— Begin PROVIDED RECORDS —

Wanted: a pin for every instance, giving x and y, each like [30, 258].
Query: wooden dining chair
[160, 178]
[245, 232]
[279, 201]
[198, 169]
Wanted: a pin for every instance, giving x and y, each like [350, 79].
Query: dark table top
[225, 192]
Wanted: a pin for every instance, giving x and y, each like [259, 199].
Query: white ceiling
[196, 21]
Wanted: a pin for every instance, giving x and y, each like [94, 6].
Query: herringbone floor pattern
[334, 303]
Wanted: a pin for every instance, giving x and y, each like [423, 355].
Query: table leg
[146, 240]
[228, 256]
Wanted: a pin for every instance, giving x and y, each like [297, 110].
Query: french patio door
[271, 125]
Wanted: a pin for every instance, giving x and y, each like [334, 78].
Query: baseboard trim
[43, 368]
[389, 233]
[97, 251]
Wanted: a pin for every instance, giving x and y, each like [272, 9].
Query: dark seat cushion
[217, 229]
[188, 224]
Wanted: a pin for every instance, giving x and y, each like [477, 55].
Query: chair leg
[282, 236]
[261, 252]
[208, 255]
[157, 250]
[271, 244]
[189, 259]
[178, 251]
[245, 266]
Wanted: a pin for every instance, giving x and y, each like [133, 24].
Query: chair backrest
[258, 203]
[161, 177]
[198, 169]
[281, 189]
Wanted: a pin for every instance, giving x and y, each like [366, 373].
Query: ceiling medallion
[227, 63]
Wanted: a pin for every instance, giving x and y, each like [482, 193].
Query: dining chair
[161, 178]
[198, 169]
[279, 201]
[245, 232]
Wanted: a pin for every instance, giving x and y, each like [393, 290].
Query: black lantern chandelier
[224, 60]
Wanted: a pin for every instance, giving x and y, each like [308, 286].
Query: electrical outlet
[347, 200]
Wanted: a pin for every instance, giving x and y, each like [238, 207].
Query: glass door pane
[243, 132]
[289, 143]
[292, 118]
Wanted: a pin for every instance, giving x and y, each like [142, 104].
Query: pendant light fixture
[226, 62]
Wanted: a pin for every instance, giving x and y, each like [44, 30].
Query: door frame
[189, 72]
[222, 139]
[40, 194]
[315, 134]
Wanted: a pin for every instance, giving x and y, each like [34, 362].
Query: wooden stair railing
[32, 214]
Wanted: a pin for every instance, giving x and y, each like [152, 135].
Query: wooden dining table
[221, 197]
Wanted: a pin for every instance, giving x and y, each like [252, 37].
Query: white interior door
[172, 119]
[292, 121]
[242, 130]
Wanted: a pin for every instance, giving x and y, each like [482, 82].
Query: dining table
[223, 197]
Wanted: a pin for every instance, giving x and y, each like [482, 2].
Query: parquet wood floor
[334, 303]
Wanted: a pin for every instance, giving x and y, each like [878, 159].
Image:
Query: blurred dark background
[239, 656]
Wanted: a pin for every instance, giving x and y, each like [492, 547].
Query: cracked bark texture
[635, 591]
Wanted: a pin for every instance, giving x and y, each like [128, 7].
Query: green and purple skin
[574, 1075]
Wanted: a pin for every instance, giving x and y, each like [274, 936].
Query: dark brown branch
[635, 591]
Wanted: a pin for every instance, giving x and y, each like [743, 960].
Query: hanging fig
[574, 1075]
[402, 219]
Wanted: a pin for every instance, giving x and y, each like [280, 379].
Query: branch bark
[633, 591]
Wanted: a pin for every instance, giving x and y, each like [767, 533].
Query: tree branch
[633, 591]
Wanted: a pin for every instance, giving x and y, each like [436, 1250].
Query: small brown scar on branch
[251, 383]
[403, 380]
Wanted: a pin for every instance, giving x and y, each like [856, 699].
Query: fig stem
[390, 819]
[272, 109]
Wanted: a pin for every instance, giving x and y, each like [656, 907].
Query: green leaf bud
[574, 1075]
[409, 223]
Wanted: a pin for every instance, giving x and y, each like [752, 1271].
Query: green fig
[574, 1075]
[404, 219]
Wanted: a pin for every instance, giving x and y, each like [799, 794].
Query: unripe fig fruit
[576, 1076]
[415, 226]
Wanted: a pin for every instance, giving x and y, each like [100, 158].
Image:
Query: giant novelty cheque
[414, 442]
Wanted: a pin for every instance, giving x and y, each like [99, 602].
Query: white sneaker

— End PROVIDED RECORDS —

GIVEN TASK: Recast the part of the items that opens with the line containing "like [280, 379]." and runs to the end of the items as a JSON list of strings, with one string per line. Leave out blank lines.

OUTPUT BELOW:
[
  "Wanted: a pin for every instance, giving x and y, each like [280, 379].",
  "Query: branch bark",
  "[633, 591]",
  "Wanted: a pin for every instance, giving x and y, each like [767, 533].",
  "Query: tree branch",
  "[633, 591]",
  "Wanted: a pin for every instance, giving x and y, each like [436, 1250].",
  "Query: small brown scar on branch",
  "[251, 383]",
  "[403, 380]",
  "Wanted: a pin for every instance, giving x and y, each like [856, 699].",
  "Query: fig stem",
  "[390, 819]",
  "[272, 109]",
  "Wanted: a pin for every instance, giving x and y, each like [656, 907].",
  "Query: green leaf bud",
  "[574, 1075]",
  "[409, 223]",
  "Wanted: a pin for every instance, giving x and y, each like [752, 1271].",
  "Query: green fig",
  "[574, 1075]",
  "[404, 219]",
  "Wanted: a pin for every instance, giving x and y, each like [799, 794].",
  "Query: unripe fig fruit",
  "[576, 1076]",
  "[415, 226]",
  "Wanted: a pin for every instance, giving x and y, each like [100, 158].",
  "Image:",
  "Query: giant novelty cheque",
  "[414, 442]",
  "Wanted: a pin for every instance, giving x and y, each like [99, 602].",
  "Query: white sneaker"
]